[Required action] Below is a set of records. Repeat all of them exactly.

[Records supplied]

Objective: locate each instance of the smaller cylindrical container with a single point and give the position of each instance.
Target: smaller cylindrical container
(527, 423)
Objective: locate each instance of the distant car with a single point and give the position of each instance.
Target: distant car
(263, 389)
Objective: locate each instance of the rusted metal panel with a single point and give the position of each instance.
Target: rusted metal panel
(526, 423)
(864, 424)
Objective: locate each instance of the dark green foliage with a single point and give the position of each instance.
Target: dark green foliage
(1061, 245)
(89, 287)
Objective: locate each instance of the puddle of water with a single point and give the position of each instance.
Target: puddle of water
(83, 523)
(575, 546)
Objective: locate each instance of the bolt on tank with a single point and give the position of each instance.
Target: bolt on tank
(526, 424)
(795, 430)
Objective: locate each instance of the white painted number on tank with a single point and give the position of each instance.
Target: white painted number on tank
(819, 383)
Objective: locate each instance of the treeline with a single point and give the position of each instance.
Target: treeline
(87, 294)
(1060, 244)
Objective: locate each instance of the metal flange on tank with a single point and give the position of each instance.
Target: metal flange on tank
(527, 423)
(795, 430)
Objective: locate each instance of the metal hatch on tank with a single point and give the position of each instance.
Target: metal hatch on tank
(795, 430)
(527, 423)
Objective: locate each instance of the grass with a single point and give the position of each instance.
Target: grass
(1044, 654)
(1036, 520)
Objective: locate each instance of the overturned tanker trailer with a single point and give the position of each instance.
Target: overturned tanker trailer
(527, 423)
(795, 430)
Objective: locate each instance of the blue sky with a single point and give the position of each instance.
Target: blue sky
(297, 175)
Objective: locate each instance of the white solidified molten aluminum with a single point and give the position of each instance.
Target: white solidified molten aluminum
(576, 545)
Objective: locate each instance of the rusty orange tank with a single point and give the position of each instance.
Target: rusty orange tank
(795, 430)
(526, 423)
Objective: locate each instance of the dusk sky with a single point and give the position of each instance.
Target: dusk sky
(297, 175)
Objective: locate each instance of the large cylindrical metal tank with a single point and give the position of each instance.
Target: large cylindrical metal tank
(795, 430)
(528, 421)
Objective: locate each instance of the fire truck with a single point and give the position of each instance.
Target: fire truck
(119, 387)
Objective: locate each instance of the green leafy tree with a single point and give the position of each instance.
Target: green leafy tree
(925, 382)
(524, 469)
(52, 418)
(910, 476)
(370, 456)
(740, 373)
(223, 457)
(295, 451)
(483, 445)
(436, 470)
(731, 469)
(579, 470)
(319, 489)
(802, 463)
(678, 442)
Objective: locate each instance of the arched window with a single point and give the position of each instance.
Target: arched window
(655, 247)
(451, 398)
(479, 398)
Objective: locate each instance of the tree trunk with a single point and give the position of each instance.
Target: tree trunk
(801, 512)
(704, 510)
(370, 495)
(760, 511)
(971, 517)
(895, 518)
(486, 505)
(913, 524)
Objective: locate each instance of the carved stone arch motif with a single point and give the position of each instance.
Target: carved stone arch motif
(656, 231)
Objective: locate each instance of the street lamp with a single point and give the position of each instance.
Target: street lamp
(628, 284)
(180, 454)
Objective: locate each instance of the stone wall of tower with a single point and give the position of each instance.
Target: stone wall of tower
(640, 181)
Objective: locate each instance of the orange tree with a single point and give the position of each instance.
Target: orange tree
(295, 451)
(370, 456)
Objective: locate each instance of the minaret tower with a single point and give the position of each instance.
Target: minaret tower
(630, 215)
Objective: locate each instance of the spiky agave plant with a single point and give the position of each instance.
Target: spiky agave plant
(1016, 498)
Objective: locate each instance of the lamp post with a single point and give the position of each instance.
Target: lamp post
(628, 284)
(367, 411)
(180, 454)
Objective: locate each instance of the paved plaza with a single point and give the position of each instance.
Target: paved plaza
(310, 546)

[Exercise result]
Objective: locate each instance of the smaller cylindrical container with a single point and give the position of each instance.
Target: smaller cylindrical container
(527, 423)
Objective: locate each instance of the distant car with a single point and give the position of each instance.
Target: distant car
(263, 389)
Objective: locate each instance of the rusted metal panel with a single point and give the position of each instance.
Target: rusted metal panel
(526, 423)
(864, 424)
Objective: locate each instance of the dark green foliage with a single point and give the position of each instance.
Target: dark green foliage
(1061, 245)
(89, 287)
Objective: locate each instance of the puddle of water with a single point and give the position of each instance.
Target: puddle of water
(83, 523)
(575, 546)
Objective: locate each instance of the bolt on tank with a single point and give the position of each instance.
Target: bolt on tank
(526, 424)
(795, 430)
Objective: locate each instance of the white painted number on tank with a single point and give the position of each instance.
Target: white painted number on tank
(819, 383)
Objective: locate each instance of the treeline with a single point and give the position of each instance.
Target: treeline
(87, 294)
(1060, 244)
Objective: locate each instance of the metal flange on tank with a single point and give the position of each instance.
Target: metal flange on tank
(527, 423)
(795, 430)
Objective: locate each instance of the metal hatch on tank with a single point and give the position of each instance.
Target: metal hatch on tank
(795, 430)
(527, 423)
Objective: locate each instance of the grass with a single point and give the position of each instance.
Target: grass
(1044, 654)
(1036, 520)
Objective: locate each instance of the overturned tanker trailer with a single point and give the position of each instance.
Target: overturned tanker trailer
(527, 423)
(795, 430)
Objective: locate each instance of the blue sky with a single point and give the position of each instance.
Target: blue sky
(297, 175)
Objective: locate each instance of the white solidified molten aluminum with a single point and give the position of each instance.
Target: white solidified molten aluminum
(576, 545)
Objective: locate each instance of the rusty orange tank with a single point and give the position of each instance.
Target: rusty orange tank
(795, 430)
(526, 423)
Objective: locate each instance of the dusk sky with a single point and give the position of each instance.
Target: dusk sky
(297, 175)
Objective: locate each instance of the large cylindrical metal tank with a single point and give the position of each instance.
Target: large cylindrical metal tank
(795, 430)
(528, 421)
Objective: locate each instance of the fire truck with a single point and give the position of each instance.
Target: fire truck
(119, 387)
Objective: locate each instance of the green leafy tree with a single point and give the position of each instance.
Target: green leafy tree
(925, 382)
(524, 469)
(52, 418)
(910, 476)
(370, 456)
(740, 373)
(223, 457)
(295, 451)
(483, 445)
(436, 470)
(731, 469)
(579, 470)
(319, 489)
(802, 463)
(678, 442)
Objective: locate each instance of the arched window with a single point and give the position of each instance.
Target: arched window
(655, 247)
(451, 398)
(479, 398)
Objective: locate each instance of the tree trunk with a single point and give the position of each instance.
Target: tree trunk
(801, 512)
(704, 510)
(370, 495)
(760, 511)
(971, 517)
(895, 518)
(486, 505)
(913, 524)
Objective: locate each instance of the carved stone arch motif with a single point and give the position of each instance.
Target: carved stone arch motif
(656, 231)
Objective: locate each instance of the street lamp with a single point and give the position of each instance.
Target: street lamp
(628, 284)
(180, 454)
Objective: locate each instance of the stone wall of tower with a single point and give the position of each instance.
Target: stone wall of tower
(640, 181)
Objective: locate each instance of the orange tree with a single point and give the position of each instance.
Target: orange tree
(295, 451)
(370, 456)
Objective: locate each instance of the minaret tower with a single point and give the position of each instance.
Target: minaret tower
(630, 215)
Objective: locate each instance of the spiky agave plant with a single point and give the position of each instance.
Target: spiky agave plant
(1016, 498)
Objective: locate each instance of the lamp post with a single point and give the position of each instance.
Target: lamp post
(628, 284)
(367, 411)
(180, 454)
Objective: locate each instance of the paved plaza with a single point and give the position of each instance.
Target: paved plaza
(310, 546)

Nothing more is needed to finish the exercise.